Work to be completed:
Would you retype, word for word, the line with "ice rink surface." and every line after it through the end of the records below?

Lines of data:
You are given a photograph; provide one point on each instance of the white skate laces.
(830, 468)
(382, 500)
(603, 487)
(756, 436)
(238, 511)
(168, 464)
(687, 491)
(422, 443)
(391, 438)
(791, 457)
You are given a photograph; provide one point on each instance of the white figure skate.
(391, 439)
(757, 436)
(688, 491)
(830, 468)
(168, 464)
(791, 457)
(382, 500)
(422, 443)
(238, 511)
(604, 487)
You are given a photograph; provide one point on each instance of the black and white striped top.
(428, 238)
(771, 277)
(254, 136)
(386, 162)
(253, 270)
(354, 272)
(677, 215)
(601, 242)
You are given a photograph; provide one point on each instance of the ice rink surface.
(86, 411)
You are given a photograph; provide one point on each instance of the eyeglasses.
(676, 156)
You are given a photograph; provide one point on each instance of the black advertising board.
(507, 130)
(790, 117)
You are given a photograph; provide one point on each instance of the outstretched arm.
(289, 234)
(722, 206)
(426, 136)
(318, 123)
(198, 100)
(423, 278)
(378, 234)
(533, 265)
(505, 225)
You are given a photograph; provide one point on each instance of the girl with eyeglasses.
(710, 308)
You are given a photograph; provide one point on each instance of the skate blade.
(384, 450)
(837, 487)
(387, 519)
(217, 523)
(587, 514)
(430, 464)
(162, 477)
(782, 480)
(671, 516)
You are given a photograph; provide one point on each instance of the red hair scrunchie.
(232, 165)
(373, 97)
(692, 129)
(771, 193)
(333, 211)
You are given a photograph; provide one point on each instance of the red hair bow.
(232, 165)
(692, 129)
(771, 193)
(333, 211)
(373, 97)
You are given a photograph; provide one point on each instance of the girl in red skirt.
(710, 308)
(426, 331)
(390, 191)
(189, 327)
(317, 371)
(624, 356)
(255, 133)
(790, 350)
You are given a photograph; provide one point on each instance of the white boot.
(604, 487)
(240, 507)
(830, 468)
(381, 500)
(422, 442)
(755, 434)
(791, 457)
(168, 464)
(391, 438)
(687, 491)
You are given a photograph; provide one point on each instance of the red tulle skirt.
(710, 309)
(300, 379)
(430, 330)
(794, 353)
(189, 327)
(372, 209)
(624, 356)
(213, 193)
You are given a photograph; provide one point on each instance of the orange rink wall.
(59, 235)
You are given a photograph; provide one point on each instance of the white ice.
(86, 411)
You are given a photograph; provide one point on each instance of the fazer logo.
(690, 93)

Output below:
You are given a photograph; provide one point on each instance of the ice rink surface.
(86, 411)
You are given a photograph; provide one point on each instance of the eyeglasses.
(676, 156)
You are given a photograph; provide one point on each instance of the black advertising board.
(507, 130)
(790, 117)
You are given a photograph; provide one point on each instance of the outstretched arm.
(289, 234)
(722, 206)
(426, 136)
(318, 123)
(198, 100)
(423, 278)
(378, 234)
(533, 265)
(505, 225)
You are given a photograph; provide one point on each instance of the girl with eyeglasses.
(710, 308)
You are given a photograph; provide one point on each instance of the skate blade.
(384, 450)
(837, 487)
(387, 519)
(217, 523)
(587, 514)
(430, 464)
(162, 477)
(782, 480)
(671, 516)
You are given a photograph; provide one point on each instance of the red hair scrunchie.
(232, 165)
(373, 97)
(692, 129)
(771, 193)
(333, 211)
You are given a photograph; provide one point on each instance of the red hair bow.
(232, 165)
(692, 129)
(771, 193)
(333, 211)
(373, 97)
You are given a photograph; provide one point on each instance of the girl in red skirt.
(710, 308)
(426, 331)
(390, 191)
(189, 327)
(317, 371)
(624, 356)
(255, 133)
(790, 350)
You are given a photograph; provide one point on each instance of the white boot.
(604, 487)
(240, 507)
(830, 468)
(381, 500)
(422, 442)
(755, 434)
(791, 457)
(168, 464)
(391, 438)
(687, 491)
You are given a photograph; provide one point on each instance of the red tulle skirt.
(710, 309)
(300, 379)
(430, 330)
(794, 353)
(189, 327)
(372, 209)
(624, 356)
(213, 193)
You are given a photograph; provide one point on each instance of the orange rink wall.
(59, 235)
You are given a photograph; provide one point on each instance of the white ice.
(86, 411)
You are given a photograph; provide one point on each instance of the fazer logo.
(690, 93)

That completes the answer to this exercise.